Tuesday, 2 July 2024

Prime Minister Christopher Luxon on Monday attempted to steady the ship, forecasting a “fantastic future” ahead.
Prime Minister Christopher Luxon on Monday attempted to steady the ship, forecasting a “fantastic future” ahead.

Economists are voicing alarm over a slump in business confidence reported by the New Zealand Institute of Economic Research.

The think-tank’s Quarterly Survey of Business Opinion found a net 35% of firms were expecting economic conditions to deteriorate in the coming months.

A net 28% reported a decline in their own business’ activity in the June quarter, up from 24% reporting a decline in the previous quarter.

The institute said the results suggested the potential for “a continued slowing in the New Zealand economy over the coming year on the back of higher interest rates and heightened uncertainty”.

The construction and manufacturing sectors were particularly downbeat.

The survey comes on the back of regular monthly surveys from ANZ last week that also suggested the post-election bubble in business confidence had completely burst and that consumer confidence was, in the bank’s words, “subterranean”.

## Challenge 1:
In the business confidence article, what net share of firms expected economic conditions to deteriorate in the coming months?

## Provided data:
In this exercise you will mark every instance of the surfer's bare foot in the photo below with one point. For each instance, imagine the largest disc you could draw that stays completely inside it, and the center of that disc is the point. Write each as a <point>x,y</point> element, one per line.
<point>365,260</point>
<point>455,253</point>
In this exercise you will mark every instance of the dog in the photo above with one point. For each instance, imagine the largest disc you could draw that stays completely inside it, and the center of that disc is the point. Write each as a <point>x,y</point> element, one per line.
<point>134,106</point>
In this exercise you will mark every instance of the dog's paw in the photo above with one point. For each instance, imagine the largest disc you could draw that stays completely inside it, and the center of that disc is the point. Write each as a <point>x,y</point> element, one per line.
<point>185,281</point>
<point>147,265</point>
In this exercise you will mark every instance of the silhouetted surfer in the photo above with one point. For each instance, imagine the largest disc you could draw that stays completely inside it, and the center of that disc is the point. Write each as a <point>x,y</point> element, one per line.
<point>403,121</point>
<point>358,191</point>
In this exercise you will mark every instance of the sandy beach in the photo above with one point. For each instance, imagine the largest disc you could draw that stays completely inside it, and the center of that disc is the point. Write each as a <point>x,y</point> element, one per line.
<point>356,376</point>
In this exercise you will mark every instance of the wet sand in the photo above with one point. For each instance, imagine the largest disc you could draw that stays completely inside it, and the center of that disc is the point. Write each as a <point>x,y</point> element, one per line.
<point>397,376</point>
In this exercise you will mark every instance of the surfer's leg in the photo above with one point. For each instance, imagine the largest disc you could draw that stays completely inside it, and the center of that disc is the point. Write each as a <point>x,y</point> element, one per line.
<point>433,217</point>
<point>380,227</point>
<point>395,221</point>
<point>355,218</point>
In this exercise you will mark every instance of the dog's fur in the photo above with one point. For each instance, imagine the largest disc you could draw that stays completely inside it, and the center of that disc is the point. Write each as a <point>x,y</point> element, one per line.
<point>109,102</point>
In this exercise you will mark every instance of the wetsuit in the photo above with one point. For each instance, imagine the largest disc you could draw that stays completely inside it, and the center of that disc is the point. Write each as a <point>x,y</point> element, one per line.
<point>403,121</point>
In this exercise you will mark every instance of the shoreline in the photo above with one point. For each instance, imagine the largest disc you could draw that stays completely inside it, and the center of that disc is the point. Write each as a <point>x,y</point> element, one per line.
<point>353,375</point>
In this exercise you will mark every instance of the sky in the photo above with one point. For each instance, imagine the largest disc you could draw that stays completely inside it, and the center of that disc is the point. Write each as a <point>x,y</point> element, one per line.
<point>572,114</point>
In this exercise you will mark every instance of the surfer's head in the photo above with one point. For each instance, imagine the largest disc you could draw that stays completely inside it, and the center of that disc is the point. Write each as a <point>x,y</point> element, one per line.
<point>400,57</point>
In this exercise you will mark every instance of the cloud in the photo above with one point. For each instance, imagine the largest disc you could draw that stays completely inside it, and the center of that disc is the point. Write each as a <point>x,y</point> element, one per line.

## Challenge 2:
Can you write out again the lines of the listing, starting with the line with "In this exercise you will mark every instance of the shoreline" and going on through the line with "<point>400,57</point>", both included? Keep the requests, and shift every x and y coordinate in the answer points by -141.

## Task result 1:
A net 35% of firms.

## Task result 2:
In this exercise you will mark every instance of the shoreline in the photo above with one point. For each instance, imagine the largest disc you could draw that stays completely inside it, and the center of that disc is the point. Write each as a <point>x,y</point> element, one per line.
<point>212,234</point>
In this exercise you will mark every instance of the sky in the photo above with one point. For each instance, imagine the largest disc you could draw that stays completely inside it, and the center of that disc is the point. Write each as a <point>x,y</point> element, one per line.
<point>431,-27</point>
In this exercise you will mark every instance of the surfer's head in the photo above with one point. For each instance, imagine the largest disc you could draw that stays completely inside it, and the center of that disc is the point. Write each as a <point>x,y</point> element, one per line.
<point>259,-84</point>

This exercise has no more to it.